## Excerpted passage
US$5 billion has been lost in South Korea due to crypto-related crime over the past five years as fraud and scams surge across Asia.
China’s Sichuan province looks to weigh the effects of a crypto mining ban on the region’s hydropower generation.
Back in South Korea, crypto is becoming a reason for couples to get divorced.
We’ll have more on that story — and other news shaping the cryptocurrency and blockchain world — in this episode of The Daily Forkast, May 28.
Welcome to The Daily Forkast, May 28, 2021. I’m Angie Lau. Let’s get you up to speed, from Asia to the world.
As crypto grows in size and magnitude, we look deeper into scam’s right now that are landing some more victims. Police in South Korea have arrested 14 individuals in a cryptocurrency fraud case estimated to have cost 69,000 investors, a total of US$3.85 billion.
That brings the country’s losses to crypto fraud to — get this — US$5 billion over the past five years. This accounts for an increase from 41 cases in 2017 to 333 last year. And that is a huge jump.
This trend is not unique to Korea. In Singapore, police recorded 393 cases of crypto crimes last year. That’s 60 more than South Korea.
Now, Singapore-based Fireblocks vice president Stephen Richardson explains why frauds and scams could rise during a bear market.

## Written problem 1
Rewrite the records from their first line down through the line containing "(1013, 767)", swapping "lamp post" for "streetlight" and leaving everything else unchanged.

## Exercise data
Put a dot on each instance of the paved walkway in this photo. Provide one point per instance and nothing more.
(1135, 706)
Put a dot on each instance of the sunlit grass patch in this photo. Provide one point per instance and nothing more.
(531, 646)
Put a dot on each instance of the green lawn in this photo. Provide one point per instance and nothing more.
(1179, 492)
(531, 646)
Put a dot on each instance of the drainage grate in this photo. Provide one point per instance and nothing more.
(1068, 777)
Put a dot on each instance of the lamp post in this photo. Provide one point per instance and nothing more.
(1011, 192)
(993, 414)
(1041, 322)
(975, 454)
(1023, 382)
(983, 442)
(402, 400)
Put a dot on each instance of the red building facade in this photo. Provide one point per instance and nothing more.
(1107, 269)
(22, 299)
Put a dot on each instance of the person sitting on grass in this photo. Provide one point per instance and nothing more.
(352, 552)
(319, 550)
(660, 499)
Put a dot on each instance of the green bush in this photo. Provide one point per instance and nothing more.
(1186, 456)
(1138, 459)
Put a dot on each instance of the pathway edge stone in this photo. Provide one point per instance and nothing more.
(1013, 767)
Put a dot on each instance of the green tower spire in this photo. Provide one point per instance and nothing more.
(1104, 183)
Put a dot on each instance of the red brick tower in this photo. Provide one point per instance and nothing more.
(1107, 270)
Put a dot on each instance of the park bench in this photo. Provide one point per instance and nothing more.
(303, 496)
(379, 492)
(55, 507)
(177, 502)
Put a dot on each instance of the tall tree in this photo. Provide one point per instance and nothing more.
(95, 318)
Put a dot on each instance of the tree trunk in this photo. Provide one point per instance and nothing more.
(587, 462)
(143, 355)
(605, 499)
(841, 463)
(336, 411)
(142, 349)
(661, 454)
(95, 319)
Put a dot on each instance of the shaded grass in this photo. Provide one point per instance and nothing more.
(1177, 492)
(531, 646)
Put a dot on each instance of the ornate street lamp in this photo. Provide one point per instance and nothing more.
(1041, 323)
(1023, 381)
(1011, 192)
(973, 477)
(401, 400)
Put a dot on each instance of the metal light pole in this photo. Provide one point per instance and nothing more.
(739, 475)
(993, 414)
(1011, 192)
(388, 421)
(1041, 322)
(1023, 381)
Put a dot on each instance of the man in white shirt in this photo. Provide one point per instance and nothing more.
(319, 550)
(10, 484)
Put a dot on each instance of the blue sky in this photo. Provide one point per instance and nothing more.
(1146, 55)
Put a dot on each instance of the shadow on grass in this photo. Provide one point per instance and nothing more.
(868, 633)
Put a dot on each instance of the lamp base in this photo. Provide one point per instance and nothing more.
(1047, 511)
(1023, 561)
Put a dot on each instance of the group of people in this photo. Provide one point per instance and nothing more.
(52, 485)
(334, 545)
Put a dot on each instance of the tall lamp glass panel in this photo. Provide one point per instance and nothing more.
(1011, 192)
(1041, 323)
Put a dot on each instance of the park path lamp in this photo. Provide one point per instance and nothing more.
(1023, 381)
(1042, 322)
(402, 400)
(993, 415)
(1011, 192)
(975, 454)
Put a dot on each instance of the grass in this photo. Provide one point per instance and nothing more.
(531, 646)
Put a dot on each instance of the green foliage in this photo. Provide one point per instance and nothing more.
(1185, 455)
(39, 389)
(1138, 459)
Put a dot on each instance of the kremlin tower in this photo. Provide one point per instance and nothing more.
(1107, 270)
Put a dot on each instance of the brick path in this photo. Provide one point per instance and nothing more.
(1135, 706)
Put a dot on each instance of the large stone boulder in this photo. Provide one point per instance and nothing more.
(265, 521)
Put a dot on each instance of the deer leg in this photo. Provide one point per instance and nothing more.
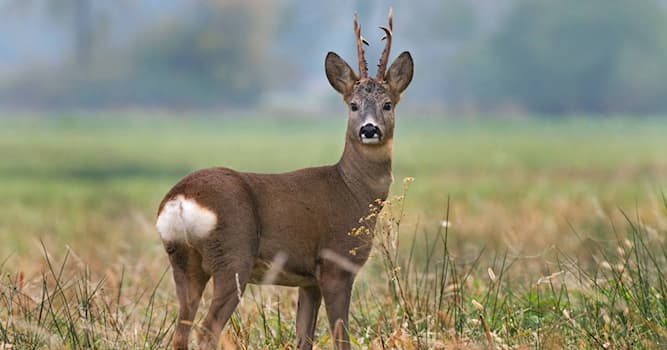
(306, 316)
(228, 287)
(336, 286)
(190, 281)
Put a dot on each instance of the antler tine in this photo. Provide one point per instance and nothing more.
(363, 66)
(384, 59)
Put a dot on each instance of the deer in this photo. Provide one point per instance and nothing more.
(235, 227)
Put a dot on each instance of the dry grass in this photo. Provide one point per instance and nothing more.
(506, 239)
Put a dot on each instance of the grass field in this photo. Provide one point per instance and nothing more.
(515, 233)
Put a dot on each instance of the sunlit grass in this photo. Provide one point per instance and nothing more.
(555, 237)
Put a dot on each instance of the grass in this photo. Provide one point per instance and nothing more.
(514, 234)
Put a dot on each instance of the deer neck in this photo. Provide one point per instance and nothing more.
(367, 170)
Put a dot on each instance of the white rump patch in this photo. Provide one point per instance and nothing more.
(183, 218)
(370, 141)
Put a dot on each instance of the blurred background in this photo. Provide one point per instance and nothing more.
(518, 56)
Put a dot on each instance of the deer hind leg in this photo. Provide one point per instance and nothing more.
(310, 299)
(190, 281)
(228, 286)
(229, 254)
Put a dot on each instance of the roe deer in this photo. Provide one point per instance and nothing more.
(230, 226)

## Written problem 2
Answer these questions from the crypto news episode:
(a) How many individuals did police in South Korea arrest in the fraud case?
(b) How many cases of crypto crimes did police in Singapore record last year?
(c) Which Chinese province is looking to weigh the effects of a crypto mining ban?

## Full output 1
Put a dot on each instance of the paved walkway in this photo. Provide one point per instance and nothing more.
(1135, 706)
Put a dot on each instance of the sunlit grass patch in this photo. Provide one point per instance and nothing more.
(531, 646)
Put a dot on each instance of the green lawn in this photo. Provide one point per instance and nothing more.
(1179, 492)
(531, 646)
Put a dot on each instance of the drainage grate in this photo. Provide one point per instance and nothing more.
(1068, 777)
Put a dot on each instance of the streetlight in this photo. Provide one point per instance and nothing more.
(1011, 192)
(993, 414)
(1041, 322)
(975, 454)
(1023, 382)
(983, 442)
(402, 400)
Put a dot on each instance of the red building facade in this photo. Provide one point per instance and nothing more.
(1107, 269)
(22, 299)
Put a dot on each instance of the person sitting on grass in this photo. Provide one point per instance and nothing more.
(352, 552)
(319, 550)
(660, 499)
Put a dot on each instance of the green bush in this photo. Provide one point per instance and nothing more.
(1186, 456)
(1138, 459)
Put a dot on each instance of the pathway edge stone in this photo. Provide one point per instance and nothing more.
(1013, 767)

## Full output 2
(a) 14
(b) 393
(c) Sichuan